**WHAT THE TASK REQUIRES**
Each line of the material below should be reproduced exactly.

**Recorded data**
--- begin ---

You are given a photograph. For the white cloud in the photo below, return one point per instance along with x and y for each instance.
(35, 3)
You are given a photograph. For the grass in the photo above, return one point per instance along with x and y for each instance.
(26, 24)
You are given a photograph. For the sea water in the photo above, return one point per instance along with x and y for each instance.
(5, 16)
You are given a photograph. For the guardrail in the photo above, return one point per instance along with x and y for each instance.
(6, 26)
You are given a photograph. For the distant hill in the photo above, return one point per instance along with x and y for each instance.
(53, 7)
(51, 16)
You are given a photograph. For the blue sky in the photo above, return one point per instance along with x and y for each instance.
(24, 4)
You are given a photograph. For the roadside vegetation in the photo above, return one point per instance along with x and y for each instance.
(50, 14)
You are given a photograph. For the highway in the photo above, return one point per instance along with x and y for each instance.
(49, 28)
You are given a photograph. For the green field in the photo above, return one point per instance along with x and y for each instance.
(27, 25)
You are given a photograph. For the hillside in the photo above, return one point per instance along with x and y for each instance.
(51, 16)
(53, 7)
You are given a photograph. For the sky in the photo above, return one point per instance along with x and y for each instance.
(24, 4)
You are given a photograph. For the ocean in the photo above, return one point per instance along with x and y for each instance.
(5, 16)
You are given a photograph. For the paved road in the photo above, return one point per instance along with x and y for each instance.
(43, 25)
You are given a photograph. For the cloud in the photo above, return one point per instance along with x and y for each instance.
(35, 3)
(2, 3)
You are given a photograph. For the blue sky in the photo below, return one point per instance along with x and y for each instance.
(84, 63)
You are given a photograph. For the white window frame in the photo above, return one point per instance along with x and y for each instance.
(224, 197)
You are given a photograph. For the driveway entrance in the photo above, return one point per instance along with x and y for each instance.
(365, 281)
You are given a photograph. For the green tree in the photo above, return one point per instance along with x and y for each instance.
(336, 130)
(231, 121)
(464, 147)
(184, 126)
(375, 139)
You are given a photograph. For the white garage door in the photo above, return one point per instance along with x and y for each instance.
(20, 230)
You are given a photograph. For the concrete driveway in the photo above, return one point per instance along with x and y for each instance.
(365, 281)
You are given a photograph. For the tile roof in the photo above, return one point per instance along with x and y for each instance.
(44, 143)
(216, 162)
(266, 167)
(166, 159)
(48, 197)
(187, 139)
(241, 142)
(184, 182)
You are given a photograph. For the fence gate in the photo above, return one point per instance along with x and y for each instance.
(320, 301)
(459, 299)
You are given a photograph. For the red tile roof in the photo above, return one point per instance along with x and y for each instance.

--- end ---

**EXERCISE RESPONSE**
You are given a photograph. For the white cloud in the photo below, return one point per instance along with x and y for each instance.
(35, 3)
You are given a photograph. For the grass in the photo above, return one point per instance along with x and y for each instance.
(26, 24)
You are given a photograph. For the sea water in the photo above, return one point per instance along with x and y for each instance.
(5, 16)
You are given a photograph. For the guardrail in the photo above, return one point per instance along with x and y for each instance.
(6, 26)
You are given a photograph. For the distant hill in the photo above, return one point per instance along with x and y for each instance.
(53, 7)
(51, 16)
You are given a photograph. For the blue sky in the photo above, return one point per instance along with x and y for each instance.
(24, 4)
You are given a photograph. For the roadside vegetation in the photo above, return one point per instance along with x and y for each instance.
(50, 14)
You are given a photograph. For the highway in the photo above, return one point per instance along with x and y for each instance.
(49, 28)
You are given a photograph. For the green field in the photo above, return one point per instance along with x and y for each instance.
(27, 25)
You are given a photograph. For the hillside in the photo above, return one point per instance along with x and y for each instance.
(51, 16)
(53, 7)
You are given a photograph. For the sky in the photo above, return one point per instance along with x and y for each instance.
(24, 4)
You are given a photograph. For the ocean in the photo above, return one point per instance along with x and y for each instance.
(5, 16)
You are given a photograph. For the paved road in the photo above, return one point per instance along with x and y for each instance.
(43, 25)
You are given a photograph. For the cloud in the photo above, return one point per instance along with x and y for each instance.
(35, 3)
(2, 3)
You are given a photograph. For the blue sky in the photo below, return one point per instance along with x and y for each instance.
(84, 63)
You are given a photograph. For the white window frame in the photo above, return one point per instance along with x and y for each instance.
(224, 197)
You are given a photograph. For the driveway entrance in the photo above, return one point per instance along with x and y for each instance.
(365, 281)
You are given a photograph. For the green tree in the photo above, return one point per instance along with x and y for each instance.
(336, 130)
(231, 121)
(464, 147)
(184, 126)
(375, 139)
You are given a photograph. For the white garage door in the photo above, return one point per instance along with x and y for each instance.
(20, 230)
You are given a photograph. For the concrete driveway in the photo above, return one point per instance along with x and y for each instance.
(365, 281)
You are given a photograph. For the tile roof in the photo above, return one point per instance along with x and y for each instance.
(44, 143)
(216, 162)
(266, 167)
(166, 159)
(48, 197)
(187, 139)
(241, 142)
(184, 182)
You are given a photograph. For the fence gate in the photo above, return one point per instance along with x and y for each instance.
(320, 301)
(459, 299)
You are given a photograph. For the red tile roof in the photo above, return one point per instance along with x and y for each instance.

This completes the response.